▶ **Goal**
Extract every line of the listing below that contains the string "banner". Treat uppercase and lowercase letters as different.

▶ **Data supplied**

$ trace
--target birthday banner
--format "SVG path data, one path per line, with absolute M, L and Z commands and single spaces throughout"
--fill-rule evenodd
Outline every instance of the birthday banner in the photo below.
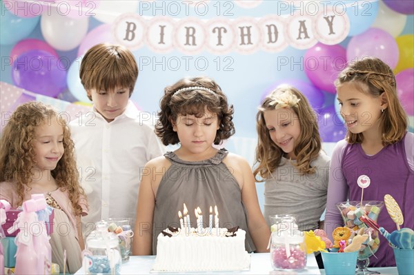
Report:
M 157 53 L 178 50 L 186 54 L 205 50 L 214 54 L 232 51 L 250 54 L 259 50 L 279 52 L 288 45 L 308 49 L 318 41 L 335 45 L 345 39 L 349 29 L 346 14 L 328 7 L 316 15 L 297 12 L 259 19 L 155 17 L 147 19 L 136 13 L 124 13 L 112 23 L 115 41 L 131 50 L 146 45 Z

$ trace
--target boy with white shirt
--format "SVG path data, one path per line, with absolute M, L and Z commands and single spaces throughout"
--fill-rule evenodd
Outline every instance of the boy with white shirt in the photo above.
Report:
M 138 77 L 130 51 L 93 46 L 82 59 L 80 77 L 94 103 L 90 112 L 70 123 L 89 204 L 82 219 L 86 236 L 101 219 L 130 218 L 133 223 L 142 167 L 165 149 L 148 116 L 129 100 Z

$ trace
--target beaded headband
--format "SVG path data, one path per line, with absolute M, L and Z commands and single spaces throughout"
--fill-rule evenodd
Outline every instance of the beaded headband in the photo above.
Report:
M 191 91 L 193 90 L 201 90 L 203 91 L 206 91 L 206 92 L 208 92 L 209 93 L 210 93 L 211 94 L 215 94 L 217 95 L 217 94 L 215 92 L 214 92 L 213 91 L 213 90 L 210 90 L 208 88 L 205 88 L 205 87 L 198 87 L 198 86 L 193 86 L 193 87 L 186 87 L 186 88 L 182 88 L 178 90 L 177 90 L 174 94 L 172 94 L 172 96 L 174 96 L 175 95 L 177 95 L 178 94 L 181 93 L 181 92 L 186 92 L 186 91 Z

--

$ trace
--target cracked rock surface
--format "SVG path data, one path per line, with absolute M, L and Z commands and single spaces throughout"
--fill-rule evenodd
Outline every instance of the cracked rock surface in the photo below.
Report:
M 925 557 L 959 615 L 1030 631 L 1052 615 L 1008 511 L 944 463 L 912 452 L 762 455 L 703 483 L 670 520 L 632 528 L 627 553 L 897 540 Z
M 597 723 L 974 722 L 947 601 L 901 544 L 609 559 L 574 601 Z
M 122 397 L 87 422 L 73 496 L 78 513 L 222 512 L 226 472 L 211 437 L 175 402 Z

▶ **Task response**
--target birthday banner
Outline every instance of the birthday banner in the photo below.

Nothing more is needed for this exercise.